Can you set down the passage on writing Oracle data to S3 word for word, from "hadoopConf = spark_context._jsc.hadoopConfiguration()" up to and including "it is a file."?

| TEXT SECTION |
..........
The following code is used to load data from oracle to S3.
source_data = spark.read.format("jdbc").option("url", url).option("dbtable", "scott.emp").option("fetchSize","10000").option("user", user).option("password", password) .option("driver", driver).load()
hadoopConf = spark_context._jsc.hadoopConfiguration()
hadoopConf.set("fs.s3a.impl", "org.apache.hadoop.fs.s3a.S3AFileSystem")
hadoopConf.setBoolean("fs.s3a.sse.enabled", True)
source_data.write.mode('overwrite').parquet("s3a://bucket1/folder1/emp")
I am able to read data but the code throws an error when I am trying to write to S3 directly.
Error:
org.apache.hadoop.fs.FileAlreadyExistsException: Can't make directory for path 's3a://bucket1/folder1' since it is a file.
at org.apache.hadoop.fs.s3a.S3AFileSystem.mkdirs(S3AFileSystem.java:861)
..........
| SUPPLIED RECORDS |

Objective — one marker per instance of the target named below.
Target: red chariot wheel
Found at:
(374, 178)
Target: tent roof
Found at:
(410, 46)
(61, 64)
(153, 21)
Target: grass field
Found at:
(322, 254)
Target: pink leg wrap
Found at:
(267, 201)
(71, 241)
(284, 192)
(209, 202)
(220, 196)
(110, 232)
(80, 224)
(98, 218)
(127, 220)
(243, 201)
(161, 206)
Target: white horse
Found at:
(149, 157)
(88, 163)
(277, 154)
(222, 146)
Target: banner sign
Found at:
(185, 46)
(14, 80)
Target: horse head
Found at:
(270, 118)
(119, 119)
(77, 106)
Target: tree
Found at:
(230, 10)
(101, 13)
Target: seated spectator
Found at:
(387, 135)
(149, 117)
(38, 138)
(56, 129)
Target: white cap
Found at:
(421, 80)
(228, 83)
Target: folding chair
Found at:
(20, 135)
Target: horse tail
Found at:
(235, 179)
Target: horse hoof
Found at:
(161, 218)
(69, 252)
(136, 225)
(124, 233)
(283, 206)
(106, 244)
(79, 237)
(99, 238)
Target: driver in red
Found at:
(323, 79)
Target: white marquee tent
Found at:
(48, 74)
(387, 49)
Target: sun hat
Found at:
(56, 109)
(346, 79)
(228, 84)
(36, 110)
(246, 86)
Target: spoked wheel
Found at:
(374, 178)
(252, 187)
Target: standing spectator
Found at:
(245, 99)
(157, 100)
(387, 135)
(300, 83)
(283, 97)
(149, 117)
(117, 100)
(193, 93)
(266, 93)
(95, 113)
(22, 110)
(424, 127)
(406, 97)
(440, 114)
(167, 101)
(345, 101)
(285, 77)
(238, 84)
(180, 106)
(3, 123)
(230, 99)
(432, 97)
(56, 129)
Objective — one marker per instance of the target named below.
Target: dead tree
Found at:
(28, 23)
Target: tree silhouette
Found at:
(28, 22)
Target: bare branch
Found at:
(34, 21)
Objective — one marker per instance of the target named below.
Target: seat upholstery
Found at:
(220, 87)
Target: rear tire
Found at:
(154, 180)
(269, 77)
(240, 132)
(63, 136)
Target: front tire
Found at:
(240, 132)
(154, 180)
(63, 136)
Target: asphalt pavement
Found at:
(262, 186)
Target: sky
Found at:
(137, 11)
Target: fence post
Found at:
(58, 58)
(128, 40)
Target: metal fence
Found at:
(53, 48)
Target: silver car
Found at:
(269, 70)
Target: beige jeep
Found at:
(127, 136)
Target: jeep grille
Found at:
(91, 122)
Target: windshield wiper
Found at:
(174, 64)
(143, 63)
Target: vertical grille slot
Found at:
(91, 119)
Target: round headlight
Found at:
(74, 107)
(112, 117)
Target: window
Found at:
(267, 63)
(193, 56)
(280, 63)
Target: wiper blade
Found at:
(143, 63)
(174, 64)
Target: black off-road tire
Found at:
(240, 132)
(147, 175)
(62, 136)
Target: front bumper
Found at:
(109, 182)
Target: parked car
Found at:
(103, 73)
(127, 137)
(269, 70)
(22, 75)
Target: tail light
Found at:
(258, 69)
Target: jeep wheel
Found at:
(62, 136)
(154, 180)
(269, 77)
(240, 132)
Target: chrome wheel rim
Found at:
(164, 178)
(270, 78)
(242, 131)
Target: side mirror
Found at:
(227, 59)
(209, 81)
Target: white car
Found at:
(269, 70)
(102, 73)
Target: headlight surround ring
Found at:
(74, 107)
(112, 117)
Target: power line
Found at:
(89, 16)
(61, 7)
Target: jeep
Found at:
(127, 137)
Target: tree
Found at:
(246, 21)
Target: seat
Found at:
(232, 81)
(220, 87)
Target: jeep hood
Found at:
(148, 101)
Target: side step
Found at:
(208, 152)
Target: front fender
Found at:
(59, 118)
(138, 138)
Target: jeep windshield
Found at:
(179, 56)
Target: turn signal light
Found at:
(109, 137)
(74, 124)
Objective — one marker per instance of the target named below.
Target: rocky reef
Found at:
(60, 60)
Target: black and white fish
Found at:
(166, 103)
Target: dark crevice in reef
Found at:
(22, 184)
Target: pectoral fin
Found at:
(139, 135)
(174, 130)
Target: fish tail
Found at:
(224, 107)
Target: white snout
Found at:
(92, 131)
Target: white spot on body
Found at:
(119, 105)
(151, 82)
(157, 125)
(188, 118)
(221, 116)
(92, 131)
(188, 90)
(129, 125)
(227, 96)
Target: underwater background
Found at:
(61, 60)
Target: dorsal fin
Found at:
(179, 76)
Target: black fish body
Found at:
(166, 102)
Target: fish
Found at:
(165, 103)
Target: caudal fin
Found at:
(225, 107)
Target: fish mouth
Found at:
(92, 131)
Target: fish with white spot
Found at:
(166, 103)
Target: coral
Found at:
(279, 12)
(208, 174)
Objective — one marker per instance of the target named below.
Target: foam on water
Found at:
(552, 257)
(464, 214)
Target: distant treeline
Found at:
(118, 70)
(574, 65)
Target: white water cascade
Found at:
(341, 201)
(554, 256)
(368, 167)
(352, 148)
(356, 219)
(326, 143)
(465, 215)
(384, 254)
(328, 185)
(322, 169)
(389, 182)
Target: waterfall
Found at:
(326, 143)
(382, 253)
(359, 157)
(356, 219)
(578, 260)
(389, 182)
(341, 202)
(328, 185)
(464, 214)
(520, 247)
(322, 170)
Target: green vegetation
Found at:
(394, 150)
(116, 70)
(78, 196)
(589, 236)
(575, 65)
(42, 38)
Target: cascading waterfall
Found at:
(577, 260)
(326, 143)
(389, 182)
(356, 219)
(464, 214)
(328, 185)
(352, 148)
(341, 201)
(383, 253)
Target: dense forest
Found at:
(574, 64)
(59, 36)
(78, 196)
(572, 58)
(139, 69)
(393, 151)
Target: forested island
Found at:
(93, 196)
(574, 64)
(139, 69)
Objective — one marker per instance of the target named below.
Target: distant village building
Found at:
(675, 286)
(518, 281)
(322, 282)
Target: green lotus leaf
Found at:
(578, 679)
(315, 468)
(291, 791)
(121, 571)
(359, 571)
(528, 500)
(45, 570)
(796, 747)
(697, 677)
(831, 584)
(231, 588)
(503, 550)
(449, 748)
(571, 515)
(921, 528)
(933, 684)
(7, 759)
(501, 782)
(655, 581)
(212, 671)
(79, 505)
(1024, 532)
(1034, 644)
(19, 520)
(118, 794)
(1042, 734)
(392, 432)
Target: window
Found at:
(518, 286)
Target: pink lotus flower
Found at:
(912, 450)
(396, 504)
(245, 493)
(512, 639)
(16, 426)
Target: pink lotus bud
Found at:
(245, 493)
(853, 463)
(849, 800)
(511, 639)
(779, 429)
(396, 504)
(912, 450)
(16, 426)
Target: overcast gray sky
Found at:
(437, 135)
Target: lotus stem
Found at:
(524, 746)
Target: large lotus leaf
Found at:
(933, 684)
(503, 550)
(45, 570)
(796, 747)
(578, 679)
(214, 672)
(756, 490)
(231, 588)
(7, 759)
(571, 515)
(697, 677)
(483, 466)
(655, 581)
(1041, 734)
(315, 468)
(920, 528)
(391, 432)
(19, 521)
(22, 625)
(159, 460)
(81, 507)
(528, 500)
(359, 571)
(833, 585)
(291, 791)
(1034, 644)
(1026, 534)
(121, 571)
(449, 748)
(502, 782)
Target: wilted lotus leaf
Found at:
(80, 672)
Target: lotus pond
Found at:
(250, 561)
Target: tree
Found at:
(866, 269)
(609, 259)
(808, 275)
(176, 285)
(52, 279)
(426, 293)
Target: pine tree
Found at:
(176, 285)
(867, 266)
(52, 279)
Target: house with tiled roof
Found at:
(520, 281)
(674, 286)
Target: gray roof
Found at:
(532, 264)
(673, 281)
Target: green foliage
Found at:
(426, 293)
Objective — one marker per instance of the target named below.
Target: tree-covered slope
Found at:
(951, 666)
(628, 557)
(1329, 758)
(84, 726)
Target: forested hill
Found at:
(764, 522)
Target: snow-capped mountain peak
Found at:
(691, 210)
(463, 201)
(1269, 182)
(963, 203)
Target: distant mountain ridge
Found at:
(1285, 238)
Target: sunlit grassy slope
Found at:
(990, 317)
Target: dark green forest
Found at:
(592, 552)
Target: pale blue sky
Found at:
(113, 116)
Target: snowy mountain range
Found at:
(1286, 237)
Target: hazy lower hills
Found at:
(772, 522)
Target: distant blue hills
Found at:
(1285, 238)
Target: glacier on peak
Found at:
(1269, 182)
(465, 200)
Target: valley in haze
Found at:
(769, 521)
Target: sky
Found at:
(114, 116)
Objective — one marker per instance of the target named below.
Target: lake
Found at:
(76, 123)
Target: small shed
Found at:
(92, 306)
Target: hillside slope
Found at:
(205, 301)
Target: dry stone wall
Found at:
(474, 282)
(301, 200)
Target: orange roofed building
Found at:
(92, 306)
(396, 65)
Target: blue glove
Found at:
..........
| WRITTEN SOLUTION |
hadoopConf = spark_context._jsc.hadoopConfiguration()
hadoopConf.set("fs.s3a.impl", "org.apache.hadoop.fs.s3a.S3AFileSystem")
hadoopConf.setBoolean("fs.s3a.sse.enabled", True)
source_data.write.mode('overwrite').parquet("s3a://bucket1/folder1/emp")
I am able to read data but the code throws an error when I am trying to write to S3 directly.
Error:
org.apache.hadoop.fs.FileAlreadyExistsException: Can't make directory for path 's3a://bucket1/folder1' since it is a file.